Data records
# # # #

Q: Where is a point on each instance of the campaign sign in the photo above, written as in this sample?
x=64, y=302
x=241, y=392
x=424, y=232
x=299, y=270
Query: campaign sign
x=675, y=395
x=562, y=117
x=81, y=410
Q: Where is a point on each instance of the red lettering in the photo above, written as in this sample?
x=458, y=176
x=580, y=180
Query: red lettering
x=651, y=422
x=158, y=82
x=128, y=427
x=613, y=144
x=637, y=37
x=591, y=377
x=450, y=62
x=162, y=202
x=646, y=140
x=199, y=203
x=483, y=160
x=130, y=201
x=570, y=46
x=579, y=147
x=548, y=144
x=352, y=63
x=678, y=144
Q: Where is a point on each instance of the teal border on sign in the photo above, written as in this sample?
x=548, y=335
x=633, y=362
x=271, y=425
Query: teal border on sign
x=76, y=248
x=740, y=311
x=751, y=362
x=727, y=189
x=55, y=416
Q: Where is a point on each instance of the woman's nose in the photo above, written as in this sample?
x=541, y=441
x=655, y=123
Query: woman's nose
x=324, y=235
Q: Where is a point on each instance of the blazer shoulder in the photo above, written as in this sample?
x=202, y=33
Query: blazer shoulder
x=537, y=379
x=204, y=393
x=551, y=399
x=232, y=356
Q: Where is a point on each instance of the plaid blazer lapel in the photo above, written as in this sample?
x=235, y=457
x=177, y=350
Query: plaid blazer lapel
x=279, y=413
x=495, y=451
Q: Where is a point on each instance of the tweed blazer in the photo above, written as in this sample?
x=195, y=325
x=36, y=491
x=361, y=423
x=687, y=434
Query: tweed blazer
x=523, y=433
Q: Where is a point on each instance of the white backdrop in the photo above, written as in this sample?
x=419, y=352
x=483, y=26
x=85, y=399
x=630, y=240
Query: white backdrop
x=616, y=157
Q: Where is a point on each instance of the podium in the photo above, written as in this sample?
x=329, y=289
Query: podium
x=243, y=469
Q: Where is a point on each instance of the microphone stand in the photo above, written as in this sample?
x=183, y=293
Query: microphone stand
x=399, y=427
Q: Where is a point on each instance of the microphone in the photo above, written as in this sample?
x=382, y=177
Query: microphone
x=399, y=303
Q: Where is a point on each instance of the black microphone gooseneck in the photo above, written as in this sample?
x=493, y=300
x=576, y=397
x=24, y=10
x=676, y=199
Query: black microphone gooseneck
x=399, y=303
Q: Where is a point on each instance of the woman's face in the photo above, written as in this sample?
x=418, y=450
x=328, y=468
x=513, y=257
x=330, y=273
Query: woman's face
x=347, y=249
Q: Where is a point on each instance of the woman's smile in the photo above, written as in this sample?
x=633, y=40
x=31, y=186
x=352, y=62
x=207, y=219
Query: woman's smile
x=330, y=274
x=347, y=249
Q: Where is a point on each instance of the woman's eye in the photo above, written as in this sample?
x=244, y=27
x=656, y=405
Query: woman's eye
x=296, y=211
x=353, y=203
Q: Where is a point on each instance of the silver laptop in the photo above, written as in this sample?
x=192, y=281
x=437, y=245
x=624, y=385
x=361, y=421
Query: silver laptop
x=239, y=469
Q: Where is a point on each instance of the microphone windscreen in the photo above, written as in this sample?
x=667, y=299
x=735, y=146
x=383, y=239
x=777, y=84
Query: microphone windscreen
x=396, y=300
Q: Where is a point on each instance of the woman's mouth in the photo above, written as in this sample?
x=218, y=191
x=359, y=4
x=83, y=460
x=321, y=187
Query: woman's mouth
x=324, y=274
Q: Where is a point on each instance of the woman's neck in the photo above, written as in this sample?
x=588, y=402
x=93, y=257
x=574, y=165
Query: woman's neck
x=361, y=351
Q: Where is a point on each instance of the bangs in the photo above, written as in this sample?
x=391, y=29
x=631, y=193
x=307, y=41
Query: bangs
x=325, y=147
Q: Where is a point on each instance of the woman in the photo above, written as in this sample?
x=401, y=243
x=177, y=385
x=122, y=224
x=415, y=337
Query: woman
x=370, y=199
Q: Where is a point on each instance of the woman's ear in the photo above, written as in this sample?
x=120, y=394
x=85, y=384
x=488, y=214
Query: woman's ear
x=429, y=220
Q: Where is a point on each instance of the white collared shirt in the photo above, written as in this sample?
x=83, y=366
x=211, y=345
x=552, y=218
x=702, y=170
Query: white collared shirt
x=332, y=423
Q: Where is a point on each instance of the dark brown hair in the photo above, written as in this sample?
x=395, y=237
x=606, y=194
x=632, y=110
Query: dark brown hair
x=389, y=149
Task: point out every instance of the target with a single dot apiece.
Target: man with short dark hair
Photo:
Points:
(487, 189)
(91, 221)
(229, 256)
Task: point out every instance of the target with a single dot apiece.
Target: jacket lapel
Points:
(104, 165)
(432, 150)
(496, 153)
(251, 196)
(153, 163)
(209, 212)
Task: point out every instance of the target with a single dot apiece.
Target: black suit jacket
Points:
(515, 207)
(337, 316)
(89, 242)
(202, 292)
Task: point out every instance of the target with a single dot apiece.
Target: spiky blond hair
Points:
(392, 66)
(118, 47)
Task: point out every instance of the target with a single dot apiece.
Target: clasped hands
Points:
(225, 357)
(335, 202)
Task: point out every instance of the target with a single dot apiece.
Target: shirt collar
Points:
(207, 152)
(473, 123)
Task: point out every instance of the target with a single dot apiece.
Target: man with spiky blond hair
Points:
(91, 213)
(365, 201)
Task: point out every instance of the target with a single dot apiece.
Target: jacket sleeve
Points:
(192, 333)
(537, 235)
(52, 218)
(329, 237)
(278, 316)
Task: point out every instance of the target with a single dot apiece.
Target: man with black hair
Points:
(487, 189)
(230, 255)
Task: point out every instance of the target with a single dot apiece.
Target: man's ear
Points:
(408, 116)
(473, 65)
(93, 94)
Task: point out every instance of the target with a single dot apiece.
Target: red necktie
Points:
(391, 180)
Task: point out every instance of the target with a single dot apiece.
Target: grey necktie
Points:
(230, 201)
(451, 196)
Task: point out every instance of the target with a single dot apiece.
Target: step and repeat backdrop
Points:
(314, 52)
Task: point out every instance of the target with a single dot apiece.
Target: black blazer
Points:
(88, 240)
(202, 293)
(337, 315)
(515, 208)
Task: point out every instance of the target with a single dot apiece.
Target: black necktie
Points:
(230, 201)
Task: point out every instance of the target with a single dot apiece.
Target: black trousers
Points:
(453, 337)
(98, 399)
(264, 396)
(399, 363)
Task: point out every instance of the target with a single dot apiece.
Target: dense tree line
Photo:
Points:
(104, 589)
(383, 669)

# # # #

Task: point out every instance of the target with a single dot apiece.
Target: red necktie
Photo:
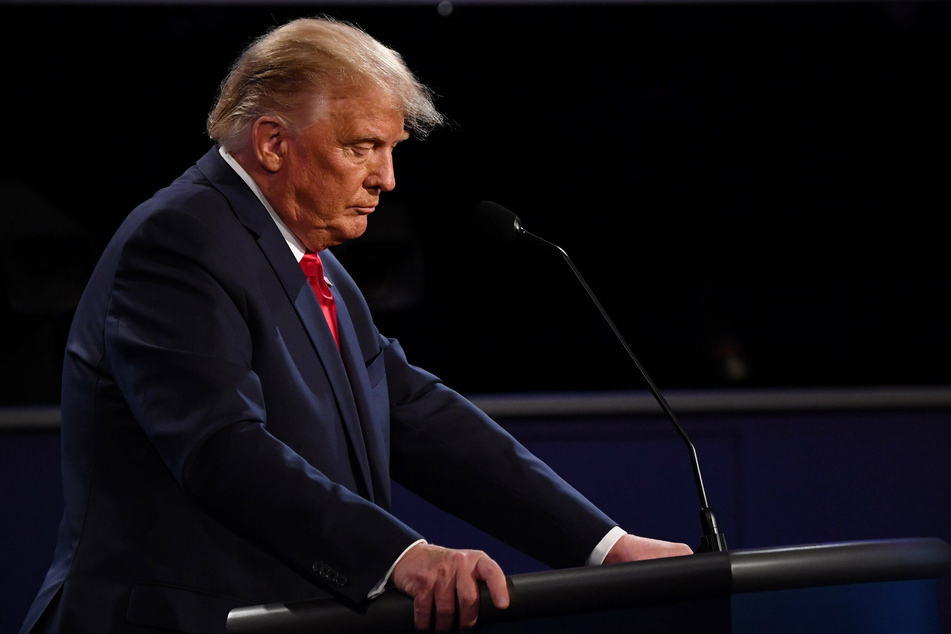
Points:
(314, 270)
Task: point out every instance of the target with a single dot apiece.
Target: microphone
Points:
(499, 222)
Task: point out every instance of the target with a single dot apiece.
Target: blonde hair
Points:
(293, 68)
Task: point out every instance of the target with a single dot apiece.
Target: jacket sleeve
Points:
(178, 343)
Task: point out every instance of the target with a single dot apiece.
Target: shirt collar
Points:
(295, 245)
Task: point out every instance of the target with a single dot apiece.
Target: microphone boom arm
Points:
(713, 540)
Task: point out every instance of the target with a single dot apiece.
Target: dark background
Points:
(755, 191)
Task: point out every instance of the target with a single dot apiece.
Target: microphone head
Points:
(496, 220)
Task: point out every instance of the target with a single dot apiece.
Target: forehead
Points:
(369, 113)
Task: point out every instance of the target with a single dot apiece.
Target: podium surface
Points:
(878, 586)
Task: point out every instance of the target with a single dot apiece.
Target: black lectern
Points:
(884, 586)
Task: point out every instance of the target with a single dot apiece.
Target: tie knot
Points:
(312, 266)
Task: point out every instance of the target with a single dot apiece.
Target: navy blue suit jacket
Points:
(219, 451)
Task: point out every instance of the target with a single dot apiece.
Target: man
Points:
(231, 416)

# # # #

ACTIVITY
Every line above from the line with "Q: Where is a point on each instance of the campaign" to the line with "x=580, y=180", both included, must be reproduced exactly, and no other line may appear.

SOLUTION TO THE PROBLEM
Q: Where is a point on each instance of the campaign sign in the photo above, written as in this sample?
x=64, y=302
x=241, y=392
x=424, y=232
x=299, y=270
Query: campaign sign
x=675, y=395
x=562, y=117
x=81, y=410
Q: Where is a point on each instance of the red lettering in the photo above, written as in this sample?
x=458, y=176
x=580, y=180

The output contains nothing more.